**What the task requires:**
All lines from the one containing "grey cushion, dropping a point on every instance." through the final line of the entries are to be written out verbatim; no other line is to be included.

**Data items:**
━━━━━━
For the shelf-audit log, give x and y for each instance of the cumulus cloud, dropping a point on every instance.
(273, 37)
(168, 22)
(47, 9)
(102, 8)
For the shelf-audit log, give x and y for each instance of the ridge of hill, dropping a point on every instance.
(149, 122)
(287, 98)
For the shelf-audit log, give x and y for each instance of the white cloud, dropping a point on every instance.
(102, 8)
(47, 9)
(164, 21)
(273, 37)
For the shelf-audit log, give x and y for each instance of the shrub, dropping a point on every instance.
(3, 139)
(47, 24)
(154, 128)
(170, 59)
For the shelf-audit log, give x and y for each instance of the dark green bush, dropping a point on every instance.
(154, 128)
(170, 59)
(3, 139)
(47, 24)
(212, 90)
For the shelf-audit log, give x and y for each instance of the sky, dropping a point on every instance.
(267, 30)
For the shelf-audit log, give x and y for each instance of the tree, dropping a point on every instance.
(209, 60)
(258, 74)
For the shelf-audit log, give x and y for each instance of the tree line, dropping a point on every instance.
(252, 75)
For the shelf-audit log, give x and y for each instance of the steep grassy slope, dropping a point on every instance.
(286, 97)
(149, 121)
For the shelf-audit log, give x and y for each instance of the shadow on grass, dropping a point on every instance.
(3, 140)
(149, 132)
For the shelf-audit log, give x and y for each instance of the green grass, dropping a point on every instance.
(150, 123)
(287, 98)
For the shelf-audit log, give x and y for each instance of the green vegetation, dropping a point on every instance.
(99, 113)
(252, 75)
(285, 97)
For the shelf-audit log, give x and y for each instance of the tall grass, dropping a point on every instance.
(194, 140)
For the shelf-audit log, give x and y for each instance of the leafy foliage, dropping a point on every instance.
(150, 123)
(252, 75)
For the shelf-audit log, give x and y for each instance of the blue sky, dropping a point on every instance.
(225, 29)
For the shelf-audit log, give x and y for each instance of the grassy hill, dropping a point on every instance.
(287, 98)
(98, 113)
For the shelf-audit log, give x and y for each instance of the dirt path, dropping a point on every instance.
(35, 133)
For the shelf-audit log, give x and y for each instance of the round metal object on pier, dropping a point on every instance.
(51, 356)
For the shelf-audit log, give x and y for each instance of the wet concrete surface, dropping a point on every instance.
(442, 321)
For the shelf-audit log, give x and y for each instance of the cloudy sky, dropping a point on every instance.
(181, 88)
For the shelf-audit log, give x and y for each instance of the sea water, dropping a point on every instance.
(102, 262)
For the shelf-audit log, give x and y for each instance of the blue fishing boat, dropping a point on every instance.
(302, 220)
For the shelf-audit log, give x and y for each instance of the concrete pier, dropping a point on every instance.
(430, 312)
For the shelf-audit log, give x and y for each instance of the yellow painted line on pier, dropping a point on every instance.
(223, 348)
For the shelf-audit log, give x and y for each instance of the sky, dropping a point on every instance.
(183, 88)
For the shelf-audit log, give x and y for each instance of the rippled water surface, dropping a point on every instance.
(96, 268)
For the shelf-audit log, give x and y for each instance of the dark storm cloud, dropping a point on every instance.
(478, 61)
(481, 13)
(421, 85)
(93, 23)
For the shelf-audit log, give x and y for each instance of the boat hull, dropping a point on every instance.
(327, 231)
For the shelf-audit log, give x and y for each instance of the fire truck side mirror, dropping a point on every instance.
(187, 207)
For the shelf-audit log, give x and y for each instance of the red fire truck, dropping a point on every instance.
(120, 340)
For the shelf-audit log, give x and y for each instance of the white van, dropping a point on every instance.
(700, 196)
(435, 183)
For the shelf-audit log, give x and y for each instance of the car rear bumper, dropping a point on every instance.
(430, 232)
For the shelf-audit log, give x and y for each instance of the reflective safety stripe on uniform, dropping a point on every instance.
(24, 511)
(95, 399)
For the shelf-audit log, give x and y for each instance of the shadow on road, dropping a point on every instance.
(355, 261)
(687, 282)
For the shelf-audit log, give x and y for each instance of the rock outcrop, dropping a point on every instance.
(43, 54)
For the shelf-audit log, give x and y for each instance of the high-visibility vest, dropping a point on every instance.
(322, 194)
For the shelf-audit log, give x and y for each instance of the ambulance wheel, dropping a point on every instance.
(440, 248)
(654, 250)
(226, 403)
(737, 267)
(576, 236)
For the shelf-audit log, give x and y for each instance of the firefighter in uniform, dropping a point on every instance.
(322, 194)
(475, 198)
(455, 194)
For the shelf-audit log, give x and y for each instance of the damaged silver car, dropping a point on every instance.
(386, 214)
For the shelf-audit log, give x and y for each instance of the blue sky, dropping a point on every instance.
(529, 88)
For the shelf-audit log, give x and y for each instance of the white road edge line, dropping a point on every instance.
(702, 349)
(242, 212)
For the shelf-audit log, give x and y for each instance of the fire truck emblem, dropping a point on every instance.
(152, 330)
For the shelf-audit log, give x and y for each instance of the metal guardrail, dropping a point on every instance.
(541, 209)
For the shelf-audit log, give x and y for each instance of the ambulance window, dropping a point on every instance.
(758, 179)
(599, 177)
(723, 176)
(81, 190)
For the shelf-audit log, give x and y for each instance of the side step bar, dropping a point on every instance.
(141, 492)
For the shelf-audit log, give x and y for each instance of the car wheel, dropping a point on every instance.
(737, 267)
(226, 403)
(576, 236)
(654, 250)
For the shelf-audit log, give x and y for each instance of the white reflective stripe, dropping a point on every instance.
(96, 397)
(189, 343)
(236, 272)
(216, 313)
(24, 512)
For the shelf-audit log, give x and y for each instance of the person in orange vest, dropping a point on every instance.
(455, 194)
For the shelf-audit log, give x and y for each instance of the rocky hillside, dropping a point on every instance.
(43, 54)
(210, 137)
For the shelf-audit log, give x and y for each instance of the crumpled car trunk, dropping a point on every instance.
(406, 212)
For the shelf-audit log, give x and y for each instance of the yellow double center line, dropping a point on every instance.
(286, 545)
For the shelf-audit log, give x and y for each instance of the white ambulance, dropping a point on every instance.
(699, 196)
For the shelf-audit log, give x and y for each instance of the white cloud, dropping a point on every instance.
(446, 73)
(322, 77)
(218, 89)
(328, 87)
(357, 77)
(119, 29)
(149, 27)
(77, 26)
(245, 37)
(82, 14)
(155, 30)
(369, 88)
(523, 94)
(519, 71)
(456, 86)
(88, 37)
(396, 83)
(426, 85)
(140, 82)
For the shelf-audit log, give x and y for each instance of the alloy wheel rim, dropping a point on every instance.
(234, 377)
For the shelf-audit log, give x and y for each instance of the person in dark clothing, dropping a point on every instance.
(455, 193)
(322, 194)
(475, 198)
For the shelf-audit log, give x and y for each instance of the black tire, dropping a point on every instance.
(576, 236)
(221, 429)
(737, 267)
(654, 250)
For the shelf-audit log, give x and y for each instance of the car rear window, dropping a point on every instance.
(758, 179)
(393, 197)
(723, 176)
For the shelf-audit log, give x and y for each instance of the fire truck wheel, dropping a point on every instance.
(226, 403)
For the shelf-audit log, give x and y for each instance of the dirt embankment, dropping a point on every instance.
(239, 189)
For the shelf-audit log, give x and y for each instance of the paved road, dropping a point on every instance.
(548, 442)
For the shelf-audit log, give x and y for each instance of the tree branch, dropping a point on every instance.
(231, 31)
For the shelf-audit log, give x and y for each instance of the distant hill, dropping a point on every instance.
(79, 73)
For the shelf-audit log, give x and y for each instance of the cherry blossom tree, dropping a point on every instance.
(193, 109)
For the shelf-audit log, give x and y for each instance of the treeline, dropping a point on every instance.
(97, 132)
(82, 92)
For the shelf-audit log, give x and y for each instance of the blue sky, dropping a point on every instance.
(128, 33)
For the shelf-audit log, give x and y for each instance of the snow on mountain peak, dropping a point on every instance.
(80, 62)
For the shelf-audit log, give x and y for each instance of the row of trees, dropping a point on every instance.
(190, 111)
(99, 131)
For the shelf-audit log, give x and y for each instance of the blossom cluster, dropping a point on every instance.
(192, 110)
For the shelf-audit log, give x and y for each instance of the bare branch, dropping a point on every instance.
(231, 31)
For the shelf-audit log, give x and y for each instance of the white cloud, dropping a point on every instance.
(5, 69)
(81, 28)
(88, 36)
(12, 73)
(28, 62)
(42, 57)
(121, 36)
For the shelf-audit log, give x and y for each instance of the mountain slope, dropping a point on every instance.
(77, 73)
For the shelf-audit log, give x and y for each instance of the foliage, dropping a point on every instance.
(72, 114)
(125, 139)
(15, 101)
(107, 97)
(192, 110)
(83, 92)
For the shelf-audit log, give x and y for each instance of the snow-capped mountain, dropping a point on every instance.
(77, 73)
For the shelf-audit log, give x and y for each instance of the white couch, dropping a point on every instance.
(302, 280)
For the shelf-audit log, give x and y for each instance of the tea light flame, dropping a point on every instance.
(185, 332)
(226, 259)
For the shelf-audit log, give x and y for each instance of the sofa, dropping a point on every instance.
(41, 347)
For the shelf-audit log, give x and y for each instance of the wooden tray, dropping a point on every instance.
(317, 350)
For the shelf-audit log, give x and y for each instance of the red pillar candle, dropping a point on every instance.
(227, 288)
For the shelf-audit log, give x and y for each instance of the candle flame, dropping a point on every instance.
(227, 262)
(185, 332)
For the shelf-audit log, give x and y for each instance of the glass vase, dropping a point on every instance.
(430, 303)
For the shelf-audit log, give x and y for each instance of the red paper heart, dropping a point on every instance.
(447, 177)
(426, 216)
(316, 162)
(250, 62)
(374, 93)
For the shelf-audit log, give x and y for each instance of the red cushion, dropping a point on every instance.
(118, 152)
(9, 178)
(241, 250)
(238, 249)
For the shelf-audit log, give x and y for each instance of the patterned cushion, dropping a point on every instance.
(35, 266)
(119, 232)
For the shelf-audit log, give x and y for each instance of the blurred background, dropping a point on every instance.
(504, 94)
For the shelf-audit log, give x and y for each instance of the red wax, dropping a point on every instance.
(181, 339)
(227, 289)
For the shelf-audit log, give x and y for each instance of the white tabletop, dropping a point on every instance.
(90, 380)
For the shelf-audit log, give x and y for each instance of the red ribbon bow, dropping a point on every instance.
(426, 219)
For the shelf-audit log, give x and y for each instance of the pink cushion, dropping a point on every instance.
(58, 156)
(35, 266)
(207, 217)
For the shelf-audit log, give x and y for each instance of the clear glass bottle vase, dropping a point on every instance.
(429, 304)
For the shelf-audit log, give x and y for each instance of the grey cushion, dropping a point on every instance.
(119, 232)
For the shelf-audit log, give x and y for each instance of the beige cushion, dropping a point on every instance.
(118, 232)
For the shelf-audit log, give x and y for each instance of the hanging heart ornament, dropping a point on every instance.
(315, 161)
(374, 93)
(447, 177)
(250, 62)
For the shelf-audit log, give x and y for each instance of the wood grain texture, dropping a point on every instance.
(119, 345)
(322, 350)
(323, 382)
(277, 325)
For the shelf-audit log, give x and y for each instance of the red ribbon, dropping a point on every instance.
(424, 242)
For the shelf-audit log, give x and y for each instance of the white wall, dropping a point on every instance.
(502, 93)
━━━━━━
**Written solution:**
For the shelf-audit log, give x and y for each instance of the grey cushion, dropping a point on every instance.
(119, 232)
For the shelf-audit log, give x and y for each instance of the beige cushion, dropping a point on every instance.
(118, 232)
For the shelf-audit log, give x and y for each instance of the hanging heart ornament, dropping a point on every instance.
(315, 161)
(374, 93)
(447, 177)
(250, 62)
For the shelf-audit log, give x and y for each instance of the wood grain texture, dropping a point on every instance.
(119, 345)
(322, 350)
(323, 382)
(277, 325)
For the shelf-audit log, give x and y for each instance of the red ribbon, dropping a point on every instance.
(424, 242)
For the shelf-audit log, give x and y for each instance of the white wall, dropping a point on every instance.
(502, 93)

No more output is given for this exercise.